- _PAGE_
-=-=-=-=-
I’ll admit it, I’m a West End kind of guy. When visiting London, I spend most of my time somewhere between Park Lane and The Strand, with few notable exceptions. Rarely, though, do I have reason enough to hike out to Spitalfields, which has spent the last fifteen years or so transforming itself into one of the coolest neighborhoods on the planet. So when Timothy Everest invited me out for an afternoon at his townhouse, atelier and design studio, I just couldn’t say no. I hopped on the Central Line and promptly made my journey east into the heart of E1.
Timothy Everest The Man
Upon meeting Timothy Everest, one word immediately came to mind: gracious. As he took me through the atelier at 32 Elder Street, he pointed out beautiful garments and details as if they were a matter-of-fact. There was no elaborate show and nothing pretentious or inaccessible, just the very best because that’s how he and his staff believe things ought to be done.
Mr. Everest was originally skeptical about becoming a tailor. “I really wanted to be a race-car driver,” he told me, “but the other thing I was always interested in was fashion. I remember being a kid, maybe 12 or 13 living in Kent and getting trousers made down at market for 5 pounds or whatever, so I guess it sort of makes sense.” He came to tailoring because he was moving away from his parents, needed a job, and had an uncle working as a tailor on the high street. “I thought it would be a really boring job, honestly,” and the plan was to eventually segue into the fashion industry.
-=-=-=-=-
- _SET OF TASKS_
[1] Say whether each statement agrees with the Timothy Everest profile, answering yes or no and quoting the words of the profile that decide it: (a) Everest's atelier is at 32 Elder Street; (b) as a young man, Everest wanted to be a race-car driver; (c) Everest expected tailoring to be an exciting job.
[2] Repeat word for word the stretch of the Timothy Everest profile from "Mr. Everest was" through "the fashion industry.".
The rows that come next are separate material and have nothing to do with the Timothy Everest profile.
-=-=-=-=-
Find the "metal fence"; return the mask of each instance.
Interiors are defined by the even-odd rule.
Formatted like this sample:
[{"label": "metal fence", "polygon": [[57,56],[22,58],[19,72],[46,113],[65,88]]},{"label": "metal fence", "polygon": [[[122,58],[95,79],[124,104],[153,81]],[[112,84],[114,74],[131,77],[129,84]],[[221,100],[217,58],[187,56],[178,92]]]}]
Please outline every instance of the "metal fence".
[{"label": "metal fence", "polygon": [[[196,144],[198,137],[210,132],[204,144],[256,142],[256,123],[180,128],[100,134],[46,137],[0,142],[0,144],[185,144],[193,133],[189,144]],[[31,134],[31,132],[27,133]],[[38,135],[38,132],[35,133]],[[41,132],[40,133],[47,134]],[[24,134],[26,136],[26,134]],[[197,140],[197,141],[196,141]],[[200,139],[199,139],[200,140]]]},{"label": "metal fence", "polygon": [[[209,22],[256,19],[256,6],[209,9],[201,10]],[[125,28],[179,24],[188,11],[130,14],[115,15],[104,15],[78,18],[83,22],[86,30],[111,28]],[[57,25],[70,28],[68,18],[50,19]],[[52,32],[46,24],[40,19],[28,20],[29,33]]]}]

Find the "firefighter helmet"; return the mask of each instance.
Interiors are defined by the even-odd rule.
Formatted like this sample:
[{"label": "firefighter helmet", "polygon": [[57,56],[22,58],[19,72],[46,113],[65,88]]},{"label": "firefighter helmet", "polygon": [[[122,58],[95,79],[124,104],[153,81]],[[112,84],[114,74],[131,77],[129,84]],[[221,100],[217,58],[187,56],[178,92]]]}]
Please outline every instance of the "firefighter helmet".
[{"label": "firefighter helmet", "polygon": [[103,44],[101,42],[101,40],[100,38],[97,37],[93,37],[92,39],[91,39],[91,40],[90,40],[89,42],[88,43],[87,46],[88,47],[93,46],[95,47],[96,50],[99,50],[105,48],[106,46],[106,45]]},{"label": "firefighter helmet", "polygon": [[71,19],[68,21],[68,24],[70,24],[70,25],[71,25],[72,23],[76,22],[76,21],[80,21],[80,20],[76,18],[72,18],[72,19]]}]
-=-=-=-=-
- _ANSWERS FOR THE TASKS_
[1]
(a) Yes: "As he took me through the atelier at 32 Elder Street"
(b) Yes: "I really wanted to be a race-car driver"
(c) No: "I thought it would be a really boring job, honestly"

[2]
Mr. Everest was originally skeptical about becoming a tailor. “I really wanted to be a race-car driver,” he told me, “but the other thing I was always interested in was fashion. I remember being a kid, maybe 12 or 13 living in Kent and getting trousers made down at market for 5 pounds or whatever, so I guess it sort of makes sense.” He came to tailoring because he was moving away from his parents, needed a job, and had an uncle working as a tailor on the high street. “I thought it would be a really boring job, honestly,” and the plan was to eventually segue into the fashion industry.